== Instruksi 1 ==
Salin ulang baris-baris catatan di bawah ini tanpa perubahan, mulai dari awal catatan sampai baris yang memuat "66,98 -> 317,248", termasuk baris itu sendiri.

5) Perlu peningkatan pendidikan dan keterampilan wanita untuk mampu memanfaatkan kesempatan kerja.
6) Perlu mengembangka iklim sosial budaya yang lebih mendorong kemajuan wanita.
7) Dalam rangka meningkatkan partisipasi wanita dalam pembangunan, kesejahteraan keluarga antara lain melalui gerakan PKK perlu ditingkatkan .
Indonesia diarahkan pada 2 sektor pembangunan, di dalam dan di luar rumah tangga. Keterlibatan waita di dunia dikenal dengan sebutan peran ganda wanita (dual role of women).
Perkembangan usaha-usaha dari ibu-ibu pengusaha dari usaha yang berbentuk kecil-kecil dan belum berbadan hukum/tempat kedudukan yang pasti, sekarang kita menemui pengusaha-pengusaha wanita di berbagai bidang usaha yang semula hanya dilakukan oleh kaum pria saja.

== Informasi Hasil Ekstraksi ==
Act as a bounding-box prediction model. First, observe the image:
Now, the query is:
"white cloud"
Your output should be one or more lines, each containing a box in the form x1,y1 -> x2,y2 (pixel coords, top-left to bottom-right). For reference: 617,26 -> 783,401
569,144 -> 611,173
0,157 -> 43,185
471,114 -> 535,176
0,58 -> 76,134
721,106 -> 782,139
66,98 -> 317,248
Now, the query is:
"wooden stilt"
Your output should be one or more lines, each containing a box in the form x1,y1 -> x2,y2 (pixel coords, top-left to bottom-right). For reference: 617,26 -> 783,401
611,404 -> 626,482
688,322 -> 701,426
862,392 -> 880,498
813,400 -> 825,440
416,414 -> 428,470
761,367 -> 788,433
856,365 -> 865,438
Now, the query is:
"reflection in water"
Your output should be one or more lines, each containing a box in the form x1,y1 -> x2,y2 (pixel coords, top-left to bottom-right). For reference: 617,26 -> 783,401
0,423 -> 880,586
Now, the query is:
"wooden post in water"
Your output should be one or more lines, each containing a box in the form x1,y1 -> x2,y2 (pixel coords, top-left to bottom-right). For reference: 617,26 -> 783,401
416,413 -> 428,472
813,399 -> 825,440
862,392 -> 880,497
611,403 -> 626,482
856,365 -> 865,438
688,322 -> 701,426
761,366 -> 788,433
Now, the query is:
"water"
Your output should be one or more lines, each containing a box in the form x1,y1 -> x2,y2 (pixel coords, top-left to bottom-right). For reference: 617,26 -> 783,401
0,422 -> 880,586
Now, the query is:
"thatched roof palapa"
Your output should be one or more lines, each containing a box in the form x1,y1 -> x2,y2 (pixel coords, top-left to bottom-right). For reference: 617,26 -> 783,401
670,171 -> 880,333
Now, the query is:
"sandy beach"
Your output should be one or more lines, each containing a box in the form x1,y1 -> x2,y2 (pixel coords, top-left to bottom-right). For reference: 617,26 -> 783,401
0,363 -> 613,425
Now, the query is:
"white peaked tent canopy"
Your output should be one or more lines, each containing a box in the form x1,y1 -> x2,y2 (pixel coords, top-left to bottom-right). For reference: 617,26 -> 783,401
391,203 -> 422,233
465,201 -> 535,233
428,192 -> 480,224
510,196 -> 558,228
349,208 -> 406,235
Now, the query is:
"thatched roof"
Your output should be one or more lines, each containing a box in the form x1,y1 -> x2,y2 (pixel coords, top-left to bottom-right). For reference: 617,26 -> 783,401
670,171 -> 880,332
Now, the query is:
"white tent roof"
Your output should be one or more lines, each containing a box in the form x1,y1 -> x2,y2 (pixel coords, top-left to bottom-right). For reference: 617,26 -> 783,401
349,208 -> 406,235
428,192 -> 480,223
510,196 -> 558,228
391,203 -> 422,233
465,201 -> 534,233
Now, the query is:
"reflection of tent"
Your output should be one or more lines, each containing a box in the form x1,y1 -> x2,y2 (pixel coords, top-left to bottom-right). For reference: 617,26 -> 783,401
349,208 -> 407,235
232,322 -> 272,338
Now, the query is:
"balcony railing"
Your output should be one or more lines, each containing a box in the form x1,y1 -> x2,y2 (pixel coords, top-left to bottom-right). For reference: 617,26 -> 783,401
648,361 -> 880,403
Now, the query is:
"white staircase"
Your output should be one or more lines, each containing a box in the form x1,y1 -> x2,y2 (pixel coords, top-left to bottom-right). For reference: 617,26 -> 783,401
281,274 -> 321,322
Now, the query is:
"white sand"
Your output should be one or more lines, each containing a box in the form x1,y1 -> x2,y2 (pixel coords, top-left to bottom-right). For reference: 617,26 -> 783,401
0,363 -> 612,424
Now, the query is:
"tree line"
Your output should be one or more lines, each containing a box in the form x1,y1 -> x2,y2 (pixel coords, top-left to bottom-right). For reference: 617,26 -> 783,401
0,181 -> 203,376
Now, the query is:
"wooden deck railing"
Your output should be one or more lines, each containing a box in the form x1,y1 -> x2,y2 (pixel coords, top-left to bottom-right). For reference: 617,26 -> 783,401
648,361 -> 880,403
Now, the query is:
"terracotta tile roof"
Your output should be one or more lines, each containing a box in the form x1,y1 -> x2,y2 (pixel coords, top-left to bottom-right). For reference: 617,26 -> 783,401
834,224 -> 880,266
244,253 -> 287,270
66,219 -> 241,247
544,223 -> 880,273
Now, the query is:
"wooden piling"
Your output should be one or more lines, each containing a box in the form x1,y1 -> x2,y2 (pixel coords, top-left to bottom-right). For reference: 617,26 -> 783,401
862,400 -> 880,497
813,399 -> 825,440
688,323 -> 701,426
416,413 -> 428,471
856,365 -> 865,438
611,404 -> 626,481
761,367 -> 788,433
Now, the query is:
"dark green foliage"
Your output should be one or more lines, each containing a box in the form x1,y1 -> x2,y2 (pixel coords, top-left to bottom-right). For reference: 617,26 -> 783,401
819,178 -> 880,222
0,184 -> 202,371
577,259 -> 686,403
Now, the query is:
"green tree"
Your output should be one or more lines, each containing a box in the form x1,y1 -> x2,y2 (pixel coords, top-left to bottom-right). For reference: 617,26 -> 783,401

== Instruksi 2 ==
Menurut artikel tentang peran wanita dalam pembangunan, melalui gerakan apa kesejahteraan keluarga perlu ditingkatkan?

== Jawaban Tugas 1 ==
Act as a bounding-box prediction model. First, observe the image:
Now, the query is:
"white cloud"
Your output should be one or more lines, each containing a box in the form x1,y1 -> x2,y2 (pixel coords, top-left to bottom-right). For reference: 617,26 -> 783,401
569,144 -> 611,173
0,157 -> 43,185
471,114 -> 535,176
0,58 -> 76,134
721,106 -> 782,139
66,98 -> 317,248

== Jawaban Tugas 2 ==
Melalui gerakan PKK.